Directions for this task: What follows is a set of records; repeat all of them exactly.

============

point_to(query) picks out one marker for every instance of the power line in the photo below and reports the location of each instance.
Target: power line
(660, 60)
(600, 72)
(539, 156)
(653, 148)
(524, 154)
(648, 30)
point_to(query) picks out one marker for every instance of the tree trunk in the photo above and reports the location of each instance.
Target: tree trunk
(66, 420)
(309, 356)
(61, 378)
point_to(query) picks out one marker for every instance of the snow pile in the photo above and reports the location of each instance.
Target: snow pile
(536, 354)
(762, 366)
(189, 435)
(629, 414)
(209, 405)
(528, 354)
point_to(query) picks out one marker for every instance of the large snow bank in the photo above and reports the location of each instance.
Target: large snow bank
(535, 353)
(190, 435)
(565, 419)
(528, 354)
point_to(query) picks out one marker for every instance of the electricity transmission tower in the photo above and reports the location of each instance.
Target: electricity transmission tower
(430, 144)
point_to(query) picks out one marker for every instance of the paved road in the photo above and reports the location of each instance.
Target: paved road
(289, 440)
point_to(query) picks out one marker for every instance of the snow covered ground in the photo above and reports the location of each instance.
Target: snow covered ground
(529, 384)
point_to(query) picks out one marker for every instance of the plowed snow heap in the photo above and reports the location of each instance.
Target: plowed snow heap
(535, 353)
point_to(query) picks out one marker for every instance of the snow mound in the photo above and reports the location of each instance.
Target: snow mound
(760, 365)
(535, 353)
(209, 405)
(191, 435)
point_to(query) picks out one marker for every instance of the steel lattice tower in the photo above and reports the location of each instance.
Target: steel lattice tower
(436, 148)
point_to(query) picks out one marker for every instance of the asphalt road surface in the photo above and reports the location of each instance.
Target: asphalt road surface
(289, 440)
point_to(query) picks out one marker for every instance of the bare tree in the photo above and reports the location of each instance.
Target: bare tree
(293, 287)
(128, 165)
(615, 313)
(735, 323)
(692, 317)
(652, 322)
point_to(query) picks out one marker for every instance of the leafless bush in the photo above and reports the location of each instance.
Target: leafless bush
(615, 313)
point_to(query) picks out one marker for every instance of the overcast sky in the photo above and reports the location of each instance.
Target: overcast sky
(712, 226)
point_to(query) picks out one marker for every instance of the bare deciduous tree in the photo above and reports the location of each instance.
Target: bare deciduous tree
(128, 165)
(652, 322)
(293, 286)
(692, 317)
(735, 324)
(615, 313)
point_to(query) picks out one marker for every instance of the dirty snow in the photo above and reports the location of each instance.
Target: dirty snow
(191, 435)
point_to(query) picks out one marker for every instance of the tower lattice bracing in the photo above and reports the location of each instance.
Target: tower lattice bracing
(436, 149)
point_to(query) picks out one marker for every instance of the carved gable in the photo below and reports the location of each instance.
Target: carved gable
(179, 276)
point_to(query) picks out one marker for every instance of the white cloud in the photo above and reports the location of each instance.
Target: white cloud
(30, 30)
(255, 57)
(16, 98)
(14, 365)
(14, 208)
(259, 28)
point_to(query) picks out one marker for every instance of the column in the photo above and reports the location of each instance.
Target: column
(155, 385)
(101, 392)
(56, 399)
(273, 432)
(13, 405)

============

Solved problem:
point_to(query) picks out one marker for every instance of the power line in the photo below and reports the location of each instance.
Target: power line
(660, 60)
(600, 72)
(539, 156)
(653, 148)
(524, 154)
(648, 30)
point_to(query) picks out one marker for every instance of the tree trunk in the photo above and reports the location of each instance.
Target: tree trunk
(66, 420)
(309, 356)
(61, 378)
point_to(query) picks out one marker for every instance of the snow pile in the photo above and reports the location of each instance.
Target: snow pile
(536, 354)
(762, 366)
(189, 435)
(629, 414)
(209, 405)
(528, 354)
point_to(query) picks out one marker for every instance of the large snow bank in the photo above and reports the location of each instance.
Target: large snow bank
(535, 353)
(190, 435)
(565, 419)
(528, 354)
point_to(query) picks out one marker for every instance of the electricity transmission tower in the photo above and reports the location of each instance.
Target: electricity transmission tower
(430, 144)
point_to(query) picks out one marker for every instance of the paved road in the photo above and reports the location of each instance.
Target: paved road
(289, 440)
point_to(query) picks out one marker for every instance of the snow covered ground in the photo above and reports the location of each instance.
Target: snow covered ground
(529, 384)
point_to(query) picks out one marker for every instance of the plowed snow heap in the photo above and reports the location of each instance.
Target: plowed snow heap
(535, 353)
point_to(query) picks out one marker for every instance of the snow mound in the photo above and reports the location of each instance.
Target: snow mound
(760, 365)
(535, 353)
(209, 405)
(191, 435)
point_to(query) picks out one marker for every instance of the steel lattice tower in the photo above and reports the location of each instance.
Target: steel lattice tower
(436, 148)
point_to(query) picks out one marker for every instance of the asphalt road surface in the photo above and reports the location of each instance.
Target: asphalt road surface
(289, 440)
point_to(query) picks out one marker for every instance of the bare tree in the photo above and reports the location of each instance.
Target: bare tree
(293, 287)
(128, 165)
(615, 313)
(735, 323)
(692, 317)
(652, 322)
point_to(query) picks out one marker for every instance of the leafless bush in the photo above and reports the location of each instance.
Target: leafless bush
(615, 313)
point_to(query) picks out one marker for every instance of the overcast sky in the photo above and reports the location of each instance.
Target: overcast sky
(712, 226)
point_to(query) picks out one marker for every instance of the bare deciduous tree in the photo above and reports the location of each instance.
Target: bare deciduous tree
(128, 165)
(652, 322)
(293, 286)
(692, 317)
(735, 324)
(615, 313)
point_to(query) picks out one marker for every instance of the dirty snow in the photo above and reports the location of each instance.
Target: dirty snow
(191, 435)
point_to(query) picks out one marker for every instance of the tower lattice bracing in the photo above and reports the location of each instance.
Target: tower lattice bracing
(436, 149)
point_to(query) picks out one marker for every instance of the carved gable in the photo below and reports the location of each instance.
Target: carved gable
(179, 276)
point_to(query) picks out one marker for every instance of the white cloud in the photo above and reports the location of each instance.
Target: white cloud
(30, 30)
(255, 57)
(16, 98)
(14, 365)
(14, 208)
(259, 28)
point_to(query) picks out one marker for every instance of the column in the photo above and reports the location of each instance.
Target: column
(155, 385)
(101, 392)
(56, 399)
(273, 432)
(13, 405)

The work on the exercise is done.